**What is needed**
Take the line that contains "Where can the cobblestone" and each line after it in the material below, and transcribe them exactly, stopping at the end.
──────── Task input
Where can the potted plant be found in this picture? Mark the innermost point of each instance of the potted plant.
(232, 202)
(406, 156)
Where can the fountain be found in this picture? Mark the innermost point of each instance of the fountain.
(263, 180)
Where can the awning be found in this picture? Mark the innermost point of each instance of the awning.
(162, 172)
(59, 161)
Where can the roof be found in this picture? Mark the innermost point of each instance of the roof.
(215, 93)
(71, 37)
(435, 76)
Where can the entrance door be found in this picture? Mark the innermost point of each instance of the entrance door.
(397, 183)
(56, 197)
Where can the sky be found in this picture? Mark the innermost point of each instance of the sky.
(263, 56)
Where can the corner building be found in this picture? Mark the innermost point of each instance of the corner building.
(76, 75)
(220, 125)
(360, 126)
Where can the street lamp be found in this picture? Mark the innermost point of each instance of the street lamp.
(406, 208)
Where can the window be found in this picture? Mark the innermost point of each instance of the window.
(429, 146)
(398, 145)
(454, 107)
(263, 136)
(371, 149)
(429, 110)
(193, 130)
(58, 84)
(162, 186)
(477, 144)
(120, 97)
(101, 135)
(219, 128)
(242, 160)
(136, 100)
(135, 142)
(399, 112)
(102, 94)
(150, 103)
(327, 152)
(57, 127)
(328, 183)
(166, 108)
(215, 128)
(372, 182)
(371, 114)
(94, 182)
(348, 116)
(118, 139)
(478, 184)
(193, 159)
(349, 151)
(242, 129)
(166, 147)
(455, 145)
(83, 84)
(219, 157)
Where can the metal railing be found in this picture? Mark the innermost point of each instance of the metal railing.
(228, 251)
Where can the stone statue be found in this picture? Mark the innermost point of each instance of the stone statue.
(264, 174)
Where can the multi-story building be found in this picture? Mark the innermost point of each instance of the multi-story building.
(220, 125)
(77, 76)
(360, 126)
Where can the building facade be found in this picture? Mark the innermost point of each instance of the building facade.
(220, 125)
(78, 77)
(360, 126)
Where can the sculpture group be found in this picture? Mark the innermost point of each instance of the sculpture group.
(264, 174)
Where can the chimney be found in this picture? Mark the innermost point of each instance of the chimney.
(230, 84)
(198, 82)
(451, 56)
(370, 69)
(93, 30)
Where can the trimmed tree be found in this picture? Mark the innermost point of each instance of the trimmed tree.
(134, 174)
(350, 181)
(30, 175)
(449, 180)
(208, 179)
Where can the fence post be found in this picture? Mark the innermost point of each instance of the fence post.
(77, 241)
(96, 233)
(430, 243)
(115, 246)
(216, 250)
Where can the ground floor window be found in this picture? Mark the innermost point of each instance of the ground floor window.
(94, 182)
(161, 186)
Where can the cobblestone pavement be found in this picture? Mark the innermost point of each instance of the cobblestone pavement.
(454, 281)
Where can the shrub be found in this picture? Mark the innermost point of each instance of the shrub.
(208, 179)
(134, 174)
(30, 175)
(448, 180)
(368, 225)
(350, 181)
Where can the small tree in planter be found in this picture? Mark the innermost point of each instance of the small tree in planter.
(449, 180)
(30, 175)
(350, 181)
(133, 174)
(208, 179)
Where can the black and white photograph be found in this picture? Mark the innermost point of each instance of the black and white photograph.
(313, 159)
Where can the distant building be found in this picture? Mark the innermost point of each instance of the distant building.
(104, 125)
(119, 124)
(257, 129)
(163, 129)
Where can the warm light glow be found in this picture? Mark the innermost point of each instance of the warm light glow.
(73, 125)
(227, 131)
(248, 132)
────────────────
**Reply to the task**
Where can the cobblestone pavement be found in this picture? Mark the innermost point of each instance of the cobblestone pavement.
(454, 281)
Where can the shrub be found in this picture? Mark the innermost point of each instance of the shrub.
(208, 179)
(134, 174)
(30, 175)
(448, 180)
(368, 225)
(350, 181)
Where can the small tree in planter be found in this picture? Mark the innermost point of each instance of the small tree in planter.
(449, 180)
(30, 175)
(350, 181)
(133, 174)
(208, 179)
Where can the black and white photograph be found in this picture? Mark the innermost point of each instance of the black and white photograph.
(313, 159)
Where can the distant building be found in this picture? Mark the innermost point of each instance of the distant building.
(104, 125)
(119, 124)
(257, 129)
(163, 129)
Where can the warm light glow be found in this picture? Mark the innermost point of each instance of the warm light glow.
(73, 125)
(227, 131)
(248, 132)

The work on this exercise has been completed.